WHAT THIS TASK INVOLVES - Output the lines from the top of the entries below to the line with "Target: thin stick", both included, exactly and without pictures.

-- DATASET ENTRIES follows --

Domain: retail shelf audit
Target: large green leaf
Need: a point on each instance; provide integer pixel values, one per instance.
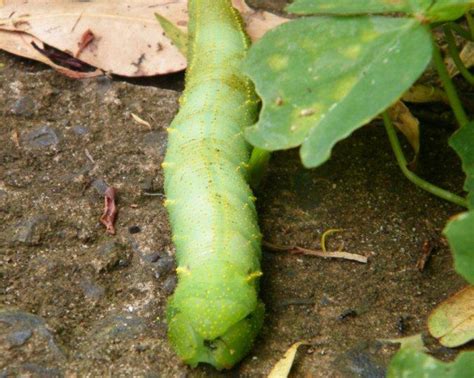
(439, 10)
(411, 363)
(460, 234)
(320, 78)
(463, 143)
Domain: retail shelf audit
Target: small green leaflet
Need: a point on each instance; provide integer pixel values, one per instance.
(439, 10)
(320, 78)
(460, 234)
(411, 363)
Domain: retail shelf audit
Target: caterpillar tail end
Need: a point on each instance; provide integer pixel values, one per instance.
(222, 352)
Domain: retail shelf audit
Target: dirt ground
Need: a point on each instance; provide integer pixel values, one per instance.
(76, 301)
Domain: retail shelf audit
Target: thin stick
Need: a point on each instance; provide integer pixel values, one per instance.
(418, 181)
(312, 252)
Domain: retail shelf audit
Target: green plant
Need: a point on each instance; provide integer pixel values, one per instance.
(214, 314)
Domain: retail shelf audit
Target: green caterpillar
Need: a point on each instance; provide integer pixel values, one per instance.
(214, 314)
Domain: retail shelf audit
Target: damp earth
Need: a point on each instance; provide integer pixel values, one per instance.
(78, 301)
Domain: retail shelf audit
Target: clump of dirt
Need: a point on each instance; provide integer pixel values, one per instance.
(76, 300)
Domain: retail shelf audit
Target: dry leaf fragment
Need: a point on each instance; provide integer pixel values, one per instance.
(414, 342)
(282, 367)
(110, 210)
(452, 322)
(140, 121)
(127, 39)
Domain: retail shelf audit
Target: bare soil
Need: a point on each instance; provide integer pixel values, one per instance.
(78, 301)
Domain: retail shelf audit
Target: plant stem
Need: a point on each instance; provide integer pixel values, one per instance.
(448, 85)
(454, 52)
(418, 181)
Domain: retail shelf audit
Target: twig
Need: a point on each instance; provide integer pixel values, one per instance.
(318, 253)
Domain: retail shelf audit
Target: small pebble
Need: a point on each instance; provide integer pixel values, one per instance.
(169, 285)
(18, 338)
(80, 130)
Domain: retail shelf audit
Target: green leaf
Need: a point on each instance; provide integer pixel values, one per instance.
(460, 234)
(322, 78)
(411, 363)
(452, 322)
(463, 143)
(440, 10)
(446, 10)
(345, 7)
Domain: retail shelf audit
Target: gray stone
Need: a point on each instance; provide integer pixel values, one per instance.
(156, 139)
(23, 325)
(100, 186)
(24, 106)
(122, 326)
(164, 265)
(42, 137)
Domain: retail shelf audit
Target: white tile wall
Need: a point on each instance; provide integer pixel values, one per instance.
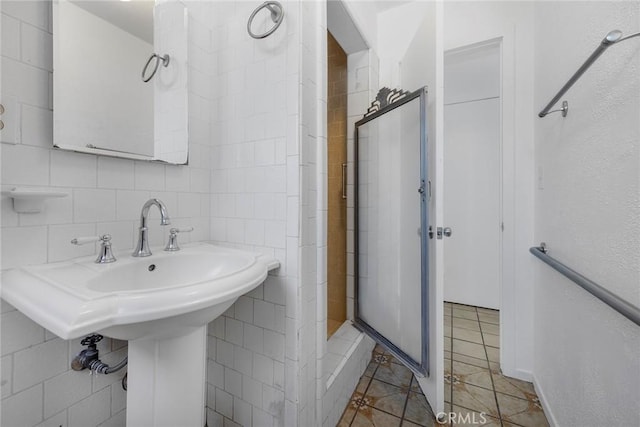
(104, 196)
(254, 173)
(253, 181)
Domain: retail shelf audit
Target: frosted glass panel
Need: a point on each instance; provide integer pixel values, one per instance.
(389, 276)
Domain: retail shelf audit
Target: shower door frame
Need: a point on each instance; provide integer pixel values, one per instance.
(424, 189)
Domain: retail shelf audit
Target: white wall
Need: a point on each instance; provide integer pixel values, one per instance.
(105, 196)
(467, 23)
(586, 363)
(93, 73)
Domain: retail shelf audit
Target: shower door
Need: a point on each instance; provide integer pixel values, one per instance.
(391, 226)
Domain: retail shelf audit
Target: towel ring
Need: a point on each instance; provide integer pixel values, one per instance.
(277, 14)
(165, 62)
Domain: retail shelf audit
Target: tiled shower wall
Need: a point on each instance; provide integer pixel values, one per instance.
(105, 196)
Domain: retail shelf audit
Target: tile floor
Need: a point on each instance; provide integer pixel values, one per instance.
(388, 394)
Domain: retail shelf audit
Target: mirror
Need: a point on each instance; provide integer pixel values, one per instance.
(101, 104)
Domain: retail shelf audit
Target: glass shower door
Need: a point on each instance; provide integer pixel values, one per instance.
(391, 229)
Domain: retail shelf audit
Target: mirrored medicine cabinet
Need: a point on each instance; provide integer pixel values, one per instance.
(101, 101)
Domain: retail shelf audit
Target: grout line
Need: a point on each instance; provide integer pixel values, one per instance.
(406, 400)
(493, 385)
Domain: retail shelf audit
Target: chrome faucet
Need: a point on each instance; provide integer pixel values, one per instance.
(142, 248)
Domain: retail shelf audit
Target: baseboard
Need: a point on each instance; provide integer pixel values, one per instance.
(518, 374)
(545, 404)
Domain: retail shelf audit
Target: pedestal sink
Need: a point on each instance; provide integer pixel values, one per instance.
(161, 304)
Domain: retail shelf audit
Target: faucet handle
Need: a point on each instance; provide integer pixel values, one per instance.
(172, 244)
(105, 255)
(85, 240)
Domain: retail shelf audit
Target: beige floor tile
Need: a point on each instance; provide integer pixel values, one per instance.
(514, 387)
(526, 413)
(475, 398)
(470, 360)
(493, 354)
(371, 368)
(465, 314)
(418, 411)
(349, 412)
(466, 324)
(363, 384)
(471, 374)
(394, 374)
(467, 335)
(371, 417)
(490, 328)
(386, 397)
(465, 417)
(469, 349)
(406, 423)
(491, 340)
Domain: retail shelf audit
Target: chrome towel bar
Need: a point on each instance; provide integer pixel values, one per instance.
(612, 37)
(623, 307)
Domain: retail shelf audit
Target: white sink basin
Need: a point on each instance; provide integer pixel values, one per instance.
(161, 304)
(158, 296)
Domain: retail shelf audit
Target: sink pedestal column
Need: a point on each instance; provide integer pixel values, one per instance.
(167, 380)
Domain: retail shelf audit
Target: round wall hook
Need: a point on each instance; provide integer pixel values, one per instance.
(277, 15)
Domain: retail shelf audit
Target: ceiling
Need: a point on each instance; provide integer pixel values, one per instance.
(135, 17)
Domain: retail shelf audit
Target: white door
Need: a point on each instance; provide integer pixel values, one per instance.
(472, 168)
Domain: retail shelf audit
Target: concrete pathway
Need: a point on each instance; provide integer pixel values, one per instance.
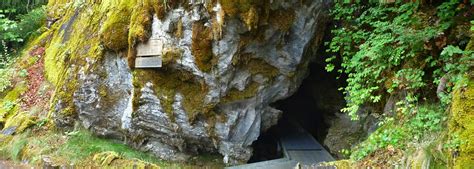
(299, 148)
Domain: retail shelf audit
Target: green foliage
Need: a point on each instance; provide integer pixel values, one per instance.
(391, 135)
(82, 144)
(383, 48)
(8, 105)
(5, 75)
(30, 23)
(14, 32)
(454, 143)
(416, 124)
(20, 6)
(427, 118)
(9, 30)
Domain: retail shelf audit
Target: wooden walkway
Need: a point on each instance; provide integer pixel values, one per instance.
(299, 147)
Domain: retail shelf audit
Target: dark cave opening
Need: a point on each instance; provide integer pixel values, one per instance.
(312, 107)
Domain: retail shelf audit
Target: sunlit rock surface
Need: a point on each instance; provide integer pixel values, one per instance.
(223, 67)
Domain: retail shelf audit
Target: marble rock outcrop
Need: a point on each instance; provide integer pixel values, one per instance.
(224, 64)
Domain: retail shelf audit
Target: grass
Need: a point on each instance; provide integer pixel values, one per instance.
(82, 144)
(78, 148)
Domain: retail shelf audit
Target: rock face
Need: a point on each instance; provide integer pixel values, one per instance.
(224, 63)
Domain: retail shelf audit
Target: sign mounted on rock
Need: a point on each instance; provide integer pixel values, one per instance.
(149, 54)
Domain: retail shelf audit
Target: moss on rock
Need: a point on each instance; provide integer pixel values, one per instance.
(461, 124)
(166, 84)
(202, 46)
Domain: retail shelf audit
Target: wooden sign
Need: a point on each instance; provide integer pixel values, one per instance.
(148, 62)
(153, 47)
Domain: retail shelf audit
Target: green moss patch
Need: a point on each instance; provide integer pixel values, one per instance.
(202, 46)
(167, 83)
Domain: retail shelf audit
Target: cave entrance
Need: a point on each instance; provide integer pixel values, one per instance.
(311, 108)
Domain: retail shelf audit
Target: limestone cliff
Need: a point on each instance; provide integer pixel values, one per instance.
(224, 63)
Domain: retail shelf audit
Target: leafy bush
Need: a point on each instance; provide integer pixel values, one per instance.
(406, 50)
(14, 33)
(385, 48)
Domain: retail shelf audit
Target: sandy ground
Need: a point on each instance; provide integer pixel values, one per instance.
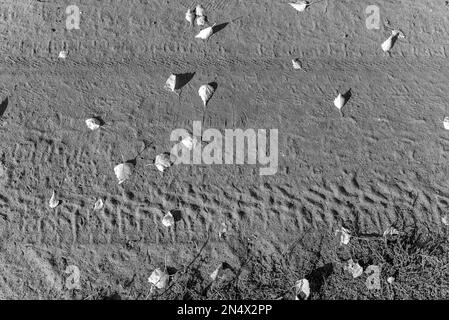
(384, 160)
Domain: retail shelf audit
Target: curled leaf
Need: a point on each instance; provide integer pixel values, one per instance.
(339, 101)
(345, 235)
(205, 33)
(205, 92)
(445, 220)
(190, 16)
(123, 171)
(297, 65)
(199, 10)
(171, 83)
(159, 279)
(391, 232)
(201, 21)
(446, 123)
(98, 204)
(353, 268)
(168, 220)
(300, 5)
(53, 203)
(93, 123)
(302, 289)
(214, 274)
(63, 54)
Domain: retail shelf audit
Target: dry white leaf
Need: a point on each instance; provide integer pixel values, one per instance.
(339, 101)
(63, 54)
(201, 20)
(214, 274)
(223, 230)
(300, 5)
(159, 279)
(302, 289)
(354, 269)
(296, 64)
(205, 92)
(391, 232)
(445, 220)
(205, 33)
(190, 16)
(98, 204)
(345, 235)
(446, 123)
(199, 10)
(93, 124)
(53, 203)
(168, 220)
(163, 161)
(123, 171)
(171, 82)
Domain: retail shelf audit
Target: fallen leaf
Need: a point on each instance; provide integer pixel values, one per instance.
(190, 16)
(353, 268)
(446, 123)
(214, 274)
(168, 220)
(205, 92)
(345, 235)
(445, 220)
(201, 20)
(93, 124)
(297, 65)
(159, 279)
(53, 203)
(123, 171)
(171, 82)
(205, 33)
(339, 101)
(98, 204)
(63, 54)
(199, 10)
(300, 6)
(302, 289)
(391, 232)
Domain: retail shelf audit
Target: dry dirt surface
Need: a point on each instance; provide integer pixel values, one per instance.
(382, 162)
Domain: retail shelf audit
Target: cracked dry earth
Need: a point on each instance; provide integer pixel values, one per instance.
(385, 159)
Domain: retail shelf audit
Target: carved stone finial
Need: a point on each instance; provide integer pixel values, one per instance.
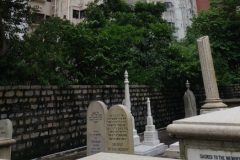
(127, 94)
(149, 107)
(187, 84)
(126, 77)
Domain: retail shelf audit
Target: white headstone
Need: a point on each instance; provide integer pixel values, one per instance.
(119, 130)
(6, 129)
(96, 127)
(151, 145)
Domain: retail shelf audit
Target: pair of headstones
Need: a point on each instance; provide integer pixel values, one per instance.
(109, 130)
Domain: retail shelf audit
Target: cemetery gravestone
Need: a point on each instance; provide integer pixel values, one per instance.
(119, 130)
(6, 140)
(96, 127)
(212, 136)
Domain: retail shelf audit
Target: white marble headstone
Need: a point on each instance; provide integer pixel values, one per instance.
(119, 130)
(96, 127)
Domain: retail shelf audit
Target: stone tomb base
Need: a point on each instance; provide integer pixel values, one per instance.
(173, 151)
(145, 150)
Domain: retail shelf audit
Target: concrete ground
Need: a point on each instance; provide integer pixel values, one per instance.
(81, 152)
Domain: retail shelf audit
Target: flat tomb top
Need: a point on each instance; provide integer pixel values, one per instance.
(227, 117)
(114, 156)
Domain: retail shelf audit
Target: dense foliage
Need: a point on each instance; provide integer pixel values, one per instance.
(14, 16)
(222, 24)
(114, 37)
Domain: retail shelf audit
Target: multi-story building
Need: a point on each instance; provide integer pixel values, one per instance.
(72, 10)
(178, 13)
(202, 5)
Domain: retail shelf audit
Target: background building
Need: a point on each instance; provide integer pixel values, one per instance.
(72, 10)
(202, 5)
(178, 14)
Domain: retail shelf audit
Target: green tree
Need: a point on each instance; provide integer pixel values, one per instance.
(113, 37)
(14, 15)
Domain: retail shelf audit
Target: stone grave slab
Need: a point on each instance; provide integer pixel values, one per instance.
(96, 127)
(114, 156)
(119, 130)
(213, 135)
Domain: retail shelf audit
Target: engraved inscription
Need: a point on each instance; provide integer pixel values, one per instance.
(204, 154)
(117, 132)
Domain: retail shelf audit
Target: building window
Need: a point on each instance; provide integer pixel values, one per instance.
(76, 14)
(82, 14)
(171, 24)
(168, 5)
(38, 17)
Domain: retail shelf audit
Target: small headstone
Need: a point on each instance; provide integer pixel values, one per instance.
(189, 102)
(119, 130)
(96, 127)
(151, 145)
(6, 129)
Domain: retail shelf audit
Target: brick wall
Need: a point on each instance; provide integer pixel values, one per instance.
(49, 119)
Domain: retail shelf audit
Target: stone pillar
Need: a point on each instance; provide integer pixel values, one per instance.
(189, 102)
(127, 93)
(150, 134)
(212, 102)
(136, 138)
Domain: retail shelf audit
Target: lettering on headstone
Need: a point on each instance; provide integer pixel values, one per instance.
(204, 154)
(119, 130)
(96, 127)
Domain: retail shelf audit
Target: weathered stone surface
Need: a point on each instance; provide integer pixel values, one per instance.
(214, 134)
(113, 156)
(96, 127)
(213, 102)
(119, 130)
(189, 102)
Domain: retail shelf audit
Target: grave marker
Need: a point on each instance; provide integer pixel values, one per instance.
(96, 127)
(6, 130)
(119, 130)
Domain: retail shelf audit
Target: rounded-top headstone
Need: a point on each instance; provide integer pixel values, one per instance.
(119, 130)
(96, 127)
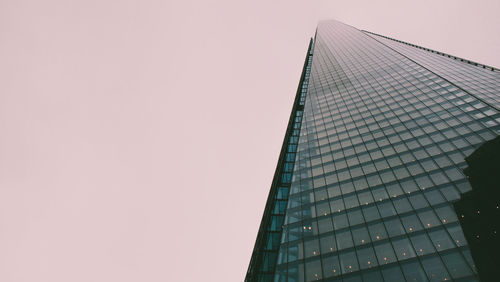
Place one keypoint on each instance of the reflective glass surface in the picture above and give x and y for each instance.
(385, 130)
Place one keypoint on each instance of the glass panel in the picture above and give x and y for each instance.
(413, 271)
(348, 262)
(404, 249)
(456, 265)
(385, 254)
(313, 270)
(435, 269)
(331, 266)
(366, 257)
(422, 244)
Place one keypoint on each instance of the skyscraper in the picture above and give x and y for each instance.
(372, 162)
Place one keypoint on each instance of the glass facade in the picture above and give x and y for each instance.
(385, 129)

-- DATASET ENTRIES concluded --

ANSWER TO THIS TASK -
Domain: retail shelf audit
Target: large green leaf
Need: a point on each instance; provide integer pixel values, one per instance.
(439, 10)
(411, 363)
(460, 234)
(320, 78)
(463, 143)
Domain: retail shelf audit
Target: small green leaflet
Need: a point on each instance; provide integer pixel values, one per instance.
(439, 10)
(320, 78)
(460, 234)
(411, 363)
Domain: retail shelf audit
Target: caterpillar tail end
Need: a point on each instance; provide integer pixel values, one per instance.
(222, 352)
Domain: retail shelf audit
Target: dirt ground
Need: a point on each instance; provide integer pixel values, one per instance.
(76, 301)
Domain: retail shelf audit
Target: thin stick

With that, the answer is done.